What the task requires: Reproduce every row below word for word, keeping each line and its order unchanged.

— Start Source material —

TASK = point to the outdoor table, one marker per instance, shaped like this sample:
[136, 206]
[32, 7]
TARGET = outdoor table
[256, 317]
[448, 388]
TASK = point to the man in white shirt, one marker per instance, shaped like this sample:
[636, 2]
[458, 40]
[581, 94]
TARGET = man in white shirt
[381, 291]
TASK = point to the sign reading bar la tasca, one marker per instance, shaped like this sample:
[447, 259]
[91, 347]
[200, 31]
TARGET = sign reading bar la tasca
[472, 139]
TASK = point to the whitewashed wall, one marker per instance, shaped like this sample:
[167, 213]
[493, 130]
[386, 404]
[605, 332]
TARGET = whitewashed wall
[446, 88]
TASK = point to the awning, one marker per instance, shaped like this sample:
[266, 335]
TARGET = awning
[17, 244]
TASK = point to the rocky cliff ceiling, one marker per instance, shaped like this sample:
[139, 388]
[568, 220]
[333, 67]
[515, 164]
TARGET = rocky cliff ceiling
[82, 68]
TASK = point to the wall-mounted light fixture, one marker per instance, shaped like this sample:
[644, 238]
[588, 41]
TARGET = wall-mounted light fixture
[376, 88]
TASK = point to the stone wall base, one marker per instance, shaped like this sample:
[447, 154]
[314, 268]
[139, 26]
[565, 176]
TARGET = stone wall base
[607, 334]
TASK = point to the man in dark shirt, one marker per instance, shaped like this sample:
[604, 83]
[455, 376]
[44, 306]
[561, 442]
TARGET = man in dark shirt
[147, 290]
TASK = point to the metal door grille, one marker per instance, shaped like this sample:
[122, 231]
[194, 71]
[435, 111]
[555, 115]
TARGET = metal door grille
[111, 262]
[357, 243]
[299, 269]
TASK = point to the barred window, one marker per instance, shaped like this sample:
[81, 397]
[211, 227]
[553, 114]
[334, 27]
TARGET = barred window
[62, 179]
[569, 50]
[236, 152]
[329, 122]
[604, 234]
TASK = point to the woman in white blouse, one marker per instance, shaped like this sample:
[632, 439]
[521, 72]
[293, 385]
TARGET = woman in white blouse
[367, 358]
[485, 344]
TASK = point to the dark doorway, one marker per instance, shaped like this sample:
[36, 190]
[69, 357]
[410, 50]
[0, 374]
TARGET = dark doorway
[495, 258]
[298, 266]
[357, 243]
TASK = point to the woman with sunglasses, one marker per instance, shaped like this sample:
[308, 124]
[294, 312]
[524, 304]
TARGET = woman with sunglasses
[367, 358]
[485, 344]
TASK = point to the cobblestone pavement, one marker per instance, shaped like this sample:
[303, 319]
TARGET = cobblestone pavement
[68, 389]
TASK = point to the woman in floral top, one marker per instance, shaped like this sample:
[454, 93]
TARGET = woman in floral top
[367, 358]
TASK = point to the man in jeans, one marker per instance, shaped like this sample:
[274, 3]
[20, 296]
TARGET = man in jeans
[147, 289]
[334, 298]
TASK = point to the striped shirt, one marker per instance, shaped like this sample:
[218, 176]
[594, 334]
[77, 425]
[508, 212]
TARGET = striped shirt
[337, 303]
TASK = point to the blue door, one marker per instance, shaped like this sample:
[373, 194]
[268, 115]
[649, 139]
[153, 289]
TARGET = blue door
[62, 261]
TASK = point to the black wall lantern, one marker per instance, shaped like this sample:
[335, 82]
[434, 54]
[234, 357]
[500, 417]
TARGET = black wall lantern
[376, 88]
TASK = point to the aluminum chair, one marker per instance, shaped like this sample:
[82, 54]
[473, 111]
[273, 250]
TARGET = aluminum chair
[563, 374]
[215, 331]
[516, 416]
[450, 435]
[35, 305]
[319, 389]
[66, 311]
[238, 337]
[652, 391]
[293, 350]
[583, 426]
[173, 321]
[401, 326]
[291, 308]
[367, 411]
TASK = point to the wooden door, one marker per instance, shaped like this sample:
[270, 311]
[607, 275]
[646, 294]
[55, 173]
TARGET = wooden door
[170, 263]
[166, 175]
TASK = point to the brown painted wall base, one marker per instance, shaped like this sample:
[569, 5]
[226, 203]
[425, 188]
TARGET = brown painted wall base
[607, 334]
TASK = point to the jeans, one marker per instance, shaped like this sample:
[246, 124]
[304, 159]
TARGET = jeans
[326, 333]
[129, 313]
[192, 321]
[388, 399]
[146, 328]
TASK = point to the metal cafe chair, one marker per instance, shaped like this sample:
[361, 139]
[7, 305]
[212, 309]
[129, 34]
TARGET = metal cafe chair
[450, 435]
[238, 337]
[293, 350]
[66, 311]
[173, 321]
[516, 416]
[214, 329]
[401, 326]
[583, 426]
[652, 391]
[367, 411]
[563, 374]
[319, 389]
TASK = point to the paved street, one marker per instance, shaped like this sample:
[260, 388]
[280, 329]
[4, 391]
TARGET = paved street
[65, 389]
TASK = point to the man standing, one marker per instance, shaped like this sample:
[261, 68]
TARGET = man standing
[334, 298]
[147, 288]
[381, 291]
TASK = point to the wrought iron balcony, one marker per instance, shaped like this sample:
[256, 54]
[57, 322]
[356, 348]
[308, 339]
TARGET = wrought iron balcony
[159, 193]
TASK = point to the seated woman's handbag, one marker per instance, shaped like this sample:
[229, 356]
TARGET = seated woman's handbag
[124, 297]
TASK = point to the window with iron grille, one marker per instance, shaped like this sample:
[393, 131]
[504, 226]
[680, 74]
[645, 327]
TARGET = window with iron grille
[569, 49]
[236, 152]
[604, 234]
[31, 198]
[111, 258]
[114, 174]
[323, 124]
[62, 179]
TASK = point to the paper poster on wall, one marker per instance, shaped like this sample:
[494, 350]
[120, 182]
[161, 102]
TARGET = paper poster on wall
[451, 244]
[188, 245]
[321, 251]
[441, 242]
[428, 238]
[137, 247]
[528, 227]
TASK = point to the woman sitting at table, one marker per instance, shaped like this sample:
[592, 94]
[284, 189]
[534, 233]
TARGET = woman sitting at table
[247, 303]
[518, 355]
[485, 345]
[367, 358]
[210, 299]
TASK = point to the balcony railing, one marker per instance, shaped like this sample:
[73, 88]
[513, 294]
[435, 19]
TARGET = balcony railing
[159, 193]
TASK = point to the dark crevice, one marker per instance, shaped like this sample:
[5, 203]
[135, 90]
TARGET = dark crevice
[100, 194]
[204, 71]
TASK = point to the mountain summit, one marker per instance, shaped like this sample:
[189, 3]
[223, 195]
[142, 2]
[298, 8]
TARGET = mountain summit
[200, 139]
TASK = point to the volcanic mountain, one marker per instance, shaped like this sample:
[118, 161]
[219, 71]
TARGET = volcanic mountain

— End Source material —

Solution to the problem:
TASK = point to the outdoor table, one marker per instance, shaped like this sample:
[136, 206]
[32, 7]
TARGET = outdoor table
[256, 317]
[448, 388]
TASK = point to the man in white shirt, one marker per instance, shaped like this sample:
[636, 2]
[458, 40]
[581, 94]
TARGET = man in white shirt
[381, 291]
TASK = point to the sign reading bar la tasca, one marker per instance, shaped like this sample:
[447, 259]
[91, 347]
[200, 31]
TARGET = sign reading bar la tasca
[472, 139]
TASK = point to the whitewashed wall, one marker per instance, shaped like this sample:
[167, 213]
[493, 130]
[386, 404]
[605, 332]
TARGET = whitewashed wall
[446, 88]
TASK = point to the awning, one marker per instance, shaped like this sample:
[266, 335]
TARGET = awning
[17, 244]
TASK = point to the rocky cliff ceiling, one marker per instance, shaped like this sample:
[139, 388]
[568, 220]
[333, 67]
[515, 164]
TARGET = rocky cliff ceiling
[82, 68]
TASK = point to the wall-mounted light fixture, one marker per instance, shaped like this sample:
[644, 238]
[588, 41]
TARGET = wall-mounted light fixture
[376, 88]
TASK = point to the stone wall base, one marker per instance, shaped like this sample:
[447, 154]
[314, 268]
[139, 26]
[565, 176]
TARGET = stone wall base
[607, 334]
TASK = point to the man in dark shirt, one marker per instance, shaped like this sample:
[604, 83]
[455, 376]
[44, 306]
[561, 442]
TARGET = man in dark shirt
[147, 290]
TASK = point to the metal door grille, one marker per instance, shaped like this sample:
[122, 231]
[194, 71]
[435, 111]
[555, 115]
TARGET = metal door grille
[111, 262]
[357, 243]
[299, 269]
TASK = point to the barred window, one marker per instance, shaped like this sample:
[81, 397]
[211, 227]
[553, 114]
[334, 27]
TARGET = barred window
[62, 179]
[569, 50]
[236, 152]
[329, 122]
[604, 234]
TASK = point to the woman in white blouse, one marker per instance, shaped like this sample:
[632, 439]
[521, 72]
[293, 385]
TARGET = woman in white blouse
[367, 358]
[485, 344]
TASK = point to the dark doorway, one marker per instance, shaped like this sample:
[36, 190]
[69, 357]
[410, 50]
[0, 374]
TARGET = dark doorway
[495, 258]
[298, 266]
[357, 243]
TASK = point to the woman with sunglasses, one marker per instance, shaped like this sample:
[308, 124]
[294, 312]
[524, 304]
TARGET = woman with sunglasses
[367, 358]
[485, 344]
TASK = point to the cobblestone pavement, one marker per instance, shaped like this sample:
[303, 319]
TARGET = cobblestone pavement
[68, 389]
TASK = point to the woman in floral top, one marker per instance, shaped like this sample:
[454, 93]
TARGET = woman in floral top
[367, 358]
TASK = point to the man in jeans, one marker per instance, shaped like this sample:
[274, 3]
[20, 296]
TARGET = man in jeans
[147, 289]
[334, 298]
TASK = point to the striped shirt, one marker per instance, shaped like this sample:
[218, 176]
[594, 334]
[77, 425]
[508, 212]
TARGET = striped shirt
[337, 303]
TASK = point to the blue door, one marker per instance, shaped like this sample:
[373, 194]
[268, 115]
[649, 139]
[153, 289]
TARGET = blue door
[62, 261]
TASK = point to the black wall lantern, one marker per instance, shaped like this sample:
[335, 82]
[434, 54]
[234, 357]
[500, 417]
TARGET = black wall lantern
[376, 88]
TASK = point to the aluminum chair, one marker per instance, shaped like this sample:
[82, 54]
[473, 111]
[273, 250]
TARGET = aluminum chair
[563, 374]
[215, 331]
[516, 416]
[450, 435]
[35, 305]
[319, 389]
[66, 311]
[238, 337]
[652, 391]
[293, 350]
[583, 426]
[173, 321]
[401, 326]
[291, 308]
[367, 411]
TASK = point to the wooden door, one marker per instance, shaped like this sample:
[270, 311]
[607, 275]
[646, 294]
[55, 173]
TARGET = wooden door
[170, 263]
[166, 175]
TASK = point to the brown painted wall base, one marker per instance, shaped like this sample:
[569, 5]
[226, 203]
[425, 188]
TARGET = brown painted wall base
[607, 334]
TASK = point to the jeans, one marker per instance, shaped like this sample:
[246, 124]
[304, 159]
TARGET = jeans
[326, 333]
[129, 313]
[192, 321]
[388, 399]
[146, 328]
TASK = point to the metal cafe chair, one marker per instance, shaped like this sample:
[361, 139]
[7, 305]
[212, 309]
[129, 34]
TARGET = metal cafe chair
[450, 435]
[238, 337]
[293, 350]
[66, 311]
[173, 321]
[516, 416]
[214, 329]
[401, 326]
[583, 426]
[652, 391]
[367, 411]
[563, 374]
[319, 389]
TASK = point to the paved street, one marker per instance, shaped like this sample:
[260, 388]
[280, 329]
[4, 391]
TARGET = paved street
[65, 389]
TASK = point to the man standing, one marker per instance, shaped like this sample:
[261, 68]
TARGET = man standing
[334, 298]
[147, 288]
[381, 291]
TASK = point to the wrought iron balcony, one marker per instance, shaped like this sample:
[256, 54]
[57, 322]
[356, 348]
[308, 339]
TARGET = wrought iron balcony
[159, 193]
TASK = point to the seated woman's handbag, one marker per instance, shaped like this sample:
[229, 356]
TARGET = seated woman's handbag
[124, 297]
TASK = point to the window with iron grille, one marker per instance, shaped like this sample:
[393, 131]
[504, 226]
[680, 74]
[645, 327]
TARGET = window with iron grille
[569, 49]
[236, 152]
[604, 234]
[31, 198]
[111, 258]
[114, 174]
[323, 124]
[62, 179]
TASK = point to the paper poster on wall, one marker per instance, shaped like this sample:
[494, 350]
[120, 182]
[161, 102]
TARGET = paper poster on wall
[451, 244]
[188, 245]
[321, 251]
[441, 242]
[428, 238]
[137, 247]
[528, 227]
TASK = point to the woman sitting at table, one marker per instance, shaped like this sample:
[592, 94]
[284, 189]
[534, 233]
TARGET = woman sitting at table
[247, 303]
[518, 355]
[485, 345]
[367, 358]
[210, 299]
TASK = point to the balcony railing, one marker per instance, shaped like this sample:
[73, 88]
[513, 294]
[435, 19]
TARGET = balcony railing
[159, 193]
TASK = point to the dark crevice, one marker per instance, shaped like this sample:
[5, 203]
[135, 90]
TARGET = dark crevice
[100, 194]
[204, 71]
TASK = point to the mountain summit, one marker per instance, shaped like this sample:
[189, 3]
[223, 195]
[142, 2]
[298, 8]
TARGET = mountain summit
[200, 139]
TASK = point to the volcanic mountain, one marker per instance, shaped like this sample:
[118, 161]
[219, 71]
TARGET = volcanic mountain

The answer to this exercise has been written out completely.